● **Exercise aim**:
Lay out the lines of the material below as a JSON list of strings, one string per line and no blank lines. Begin with the line containing "left arm and record the coordinates.", continue through the last line of the material, include both of those lines, and leave out every earlier line.

● **Information supplied**:
----

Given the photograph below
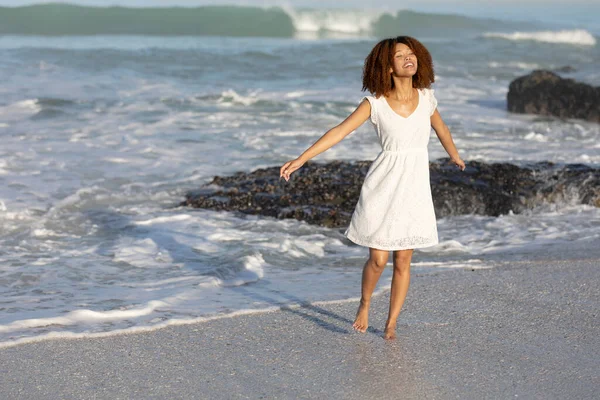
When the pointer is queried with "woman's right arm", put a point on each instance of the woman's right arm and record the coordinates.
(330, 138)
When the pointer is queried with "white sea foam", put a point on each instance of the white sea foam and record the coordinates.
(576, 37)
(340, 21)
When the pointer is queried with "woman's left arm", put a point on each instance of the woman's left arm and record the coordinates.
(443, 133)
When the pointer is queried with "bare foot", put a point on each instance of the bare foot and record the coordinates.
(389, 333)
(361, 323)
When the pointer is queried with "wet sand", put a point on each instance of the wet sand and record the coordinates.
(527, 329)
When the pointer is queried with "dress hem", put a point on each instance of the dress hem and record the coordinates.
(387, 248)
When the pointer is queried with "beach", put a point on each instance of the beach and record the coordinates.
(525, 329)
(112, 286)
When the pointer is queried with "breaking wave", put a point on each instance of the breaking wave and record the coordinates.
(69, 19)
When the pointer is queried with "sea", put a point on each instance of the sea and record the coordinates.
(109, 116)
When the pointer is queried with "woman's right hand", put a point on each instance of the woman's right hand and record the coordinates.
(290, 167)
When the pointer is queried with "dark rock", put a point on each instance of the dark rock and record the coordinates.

----

● **Exercise output**:
[
  "When the pointer is queried with \"woman's left arm\", put a point on each instance of the woman's left arm and record the coordinates.",
  "(443, 133)",
  "When the pointer is queried with \"bare foot\", put a point on each instance of the bare foot and record the coordinates.",
  "(389, 333)",
  "(361, 323)",
  "When the pointer is queried with \"wet sand\", put a point on each instance of the wet sand and record the coordinates.",
  "(527, 329)",
  "When the pointer is queried with \"dress hem\", put a point on each instance of the dress hem and record the coordinates.",
  "(387, 248)",
  "When the pointer is queried with \"beach\", put a point on each instance of the beach and record the coordinates.",
  "(525, 329)",
  "(112, 286)",
  "When the pointer is queried with \"breaking wave\", put a point on each instance of the breaking wave and record the coordinates.",
  "(69, 19)",
  "When the pointer is queried with \"sea\", put a point on each instance of the sea and record the coordinates.",
  "(109, 116)",
  "When the pointer is queried with \"woman's right hand\", put a point on each instance of the woman's right hand and record the coordinates.",
  "(290, 167)",
  "When the pointer is queried with \"dark rock\", put a point on each instance of the dark rock and record the coordinates."
]